Record set:

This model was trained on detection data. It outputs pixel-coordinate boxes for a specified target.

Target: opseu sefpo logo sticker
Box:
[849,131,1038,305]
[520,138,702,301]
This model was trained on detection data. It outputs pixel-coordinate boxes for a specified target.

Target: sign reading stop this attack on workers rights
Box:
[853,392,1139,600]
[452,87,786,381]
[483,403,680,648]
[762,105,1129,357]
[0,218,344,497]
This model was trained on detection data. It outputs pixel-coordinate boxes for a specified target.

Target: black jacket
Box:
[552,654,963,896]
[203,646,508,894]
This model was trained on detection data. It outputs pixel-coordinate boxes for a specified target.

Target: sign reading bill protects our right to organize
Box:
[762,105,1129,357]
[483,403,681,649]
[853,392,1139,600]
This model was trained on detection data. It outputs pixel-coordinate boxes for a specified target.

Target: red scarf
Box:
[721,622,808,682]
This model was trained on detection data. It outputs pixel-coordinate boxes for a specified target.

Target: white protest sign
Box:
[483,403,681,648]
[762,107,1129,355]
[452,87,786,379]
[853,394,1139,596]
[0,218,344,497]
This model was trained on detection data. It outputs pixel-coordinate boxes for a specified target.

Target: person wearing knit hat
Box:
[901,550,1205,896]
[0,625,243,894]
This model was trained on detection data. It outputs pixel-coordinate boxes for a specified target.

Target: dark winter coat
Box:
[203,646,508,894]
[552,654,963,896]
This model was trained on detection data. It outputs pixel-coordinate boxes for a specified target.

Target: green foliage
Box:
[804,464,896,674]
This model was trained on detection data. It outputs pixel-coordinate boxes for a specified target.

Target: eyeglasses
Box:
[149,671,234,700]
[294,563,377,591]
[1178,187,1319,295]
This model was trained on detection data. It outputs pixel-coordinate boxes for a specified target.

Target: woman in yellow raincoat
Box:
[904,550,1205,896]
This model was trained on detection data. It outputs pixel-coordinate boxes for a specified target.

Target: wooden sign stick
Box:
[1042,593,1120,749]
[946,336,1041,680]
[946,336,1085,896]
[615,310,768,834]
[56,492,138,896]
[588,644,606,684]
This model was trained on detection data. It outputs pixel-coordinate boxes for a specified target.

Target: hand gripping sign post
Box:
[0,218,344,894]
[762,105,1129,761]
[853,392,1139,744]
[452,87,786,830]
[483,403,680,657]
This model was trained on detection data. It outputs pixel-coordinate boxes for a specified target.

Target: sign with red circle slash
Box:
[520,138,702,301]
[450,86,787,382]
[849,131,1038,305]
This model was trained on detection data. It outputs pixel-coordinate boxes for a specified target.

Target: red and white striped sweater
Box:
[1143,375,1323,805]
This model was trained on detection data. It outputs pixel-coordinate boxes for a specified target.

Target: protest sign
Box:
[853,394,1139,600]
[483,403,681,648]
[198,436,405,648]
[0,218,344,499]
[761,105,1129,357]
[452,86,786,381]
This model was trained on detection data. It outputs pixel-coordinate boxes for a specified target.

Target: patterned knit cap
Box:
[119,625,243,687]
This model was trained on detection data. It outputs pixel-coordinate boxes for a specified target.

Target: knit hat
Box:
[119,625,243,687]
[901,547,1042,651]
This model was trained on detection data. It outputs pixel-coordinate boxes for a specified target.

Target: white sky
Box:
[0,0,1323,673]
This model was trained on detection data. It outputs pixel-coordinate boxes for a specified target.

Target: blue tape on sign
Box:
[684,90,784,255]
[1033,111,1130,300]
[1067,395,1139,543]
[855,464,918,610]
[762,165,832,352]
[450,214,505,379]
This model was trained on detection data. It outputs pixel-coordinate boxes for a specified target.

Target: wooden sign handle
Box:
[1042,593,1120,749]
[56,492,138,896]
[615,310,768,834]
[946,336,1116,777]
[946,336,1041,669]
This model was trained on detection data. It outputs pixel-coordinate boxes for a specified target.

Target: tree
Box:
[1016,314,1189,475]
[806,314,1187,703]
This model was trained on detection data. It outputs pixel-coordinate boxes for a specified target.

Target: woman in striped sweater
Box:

Brief: Write out every line of the records exactly.

The reply:
This model was trained on detection data. It outputs pixel-coordinate boxes for a specified target.

Target: opseu sefpo logo sticker
Box:
[849,131,1038,305]
[520,138,702,301]
This model was trained on detection data. It outputs pixel-coordinate boxes for a specified target.

Target: sign reading stop this attack on workers rights
Box:
[853,392,1139,600]
[452,87,786,381]
[483,403,680,648]
[762,105,1129,357]
[0,218,344,497]
This model was trained on detection data. It outputs pixel-coordinate boxes for a specified target.

Target: black jacket
Box:
[552,654,963,896]
[203,646,508,894]
This model was trained on detection data. It outputs pixel-coordinate boxes for a specified target.

Target: sign reading bill protects our right to organize
Box:
[762,105,1129,357]
[483,403,681,649]
[853,392,1139,600]
This model was trained on detection data. It outputs pixel-coordinate boxes for a specified target.

Target: red scarf
Box:
[721,622,808,682]
This model was trained on detection data. It outputs pixel-coordinate boxes for a specified target.

Target: white protest sign
Box:
[483,403,681,648]
[762,107,1129,355]
[452,87,786,379]
[853,394,1139,596]
[0,218,344,497]
This model was trained on detection data. It outputs pixel-coordinate boxes for a specified target.

Target: person wearing knit hat
Box:
[901,550,1205,896]
[0,625,243,894]
This model was trained on detection data. It outputs pixel-coordinate boxes for a specified target.

Target: dark winter coat
Box:
[203,646,508,894]
[552,654,963,896]
This model was trained on detection data. It outputs pixel-coordinate boxes for a specified target.

Target: green foliage
Box:
[804,464,896,674]
This model was trained on detection data. It outputs pixel-coordinate boxes for a specified target.

Target: eyeglasses
Box:
[149,671,234,700]
[294,563,377,591]
[1178,187,1319,295]
This model was trained on detection data. It outputs pixel-coordinate boxes for a specified target.

Target: woman in yellow raincoat
Box:
[904,550,1205,896]
This model was trained on detection data. It outputs pixel-coordinate boxes for a specified target.

Target: wooden sign stick
Box:
[1042,593,1120,749]
[946,336,1041,680]
[946,336,1085,896]
[615,310,768,834]
[56,492,138,896]
[588,644,606,684]
This model was trained on detection data. It outputs pixel-coordinate boxes for a specified target.

Target: hand gripping sign post
Box:
[0,218,344,894]
[762,105,1129,761]
[853,392,1139,744]
[452,87,786,830]
[483,403,680,657]
This model was trained on detection data. It outputs pixel-coordinate boxes for a specified target.

Target: sign with red circle slash
Box:
[520,138,702,301]
[450,86,787,382]
[849,131,1038,305]
This model was trained on detection data. It outputs pixel-coordinate boxes for a specified target.

Target: red and white striped sweater
Box:
[1143,375,1323,805]
This model was trained on detection data. It outputs pixel-coordinate boxes for a specified target.

Target: protest sign
Box:
[853,394,1139,600]
[483,403,681,648]
[198,436,405,648]
[0,218,344,499]
[761,105,1129,357]
[452,86,786,381]
This model was trained on detection data. It outputs pixel-coordinate boxes for a specified target.

Target: patterned knit cap
Box:
[119,625,243,687]
This model was trained on detection data. It outputs pixel-coordinate boxes for a specified target.

Target: knit hat
Box:
[119,625,243,687]
[901,547,1042,651]
This model was trained on detection data. It outputs pixel-coordinate boxes for a specified target.

Target: white sky
Box:
[0,0,1323,673]
This model was trained on detection data. It outputs pixel-coordinate boxes for a specified target.

Target: blue tape on sign
Box:
[684,90,784,255]
[1033,111,1130,300]
[1067,395,1139,543]
[855,464,918,610]
[762,165,832,352]
[450,214,505,379]
This model was trained on detection data. It outputs pixel-coordinate boxes for a specified target.

Target: wooden sign handle
Box:
[1042,593,1120,749]
[56,492,138,896]
[615,310,768,834]
[946,336,1116,777]
[946,336,1041,669]
This model was trained on detection data. It outputs pixel-coordinate boxes for a specified target.

Target: tree
Box:
[1016,314,1189,475]
[806,314,1187,703]
This model was trained on detection data. It outputs pixel-coordinate boxes for a specified target.

Target: woman in striped sweater
Box:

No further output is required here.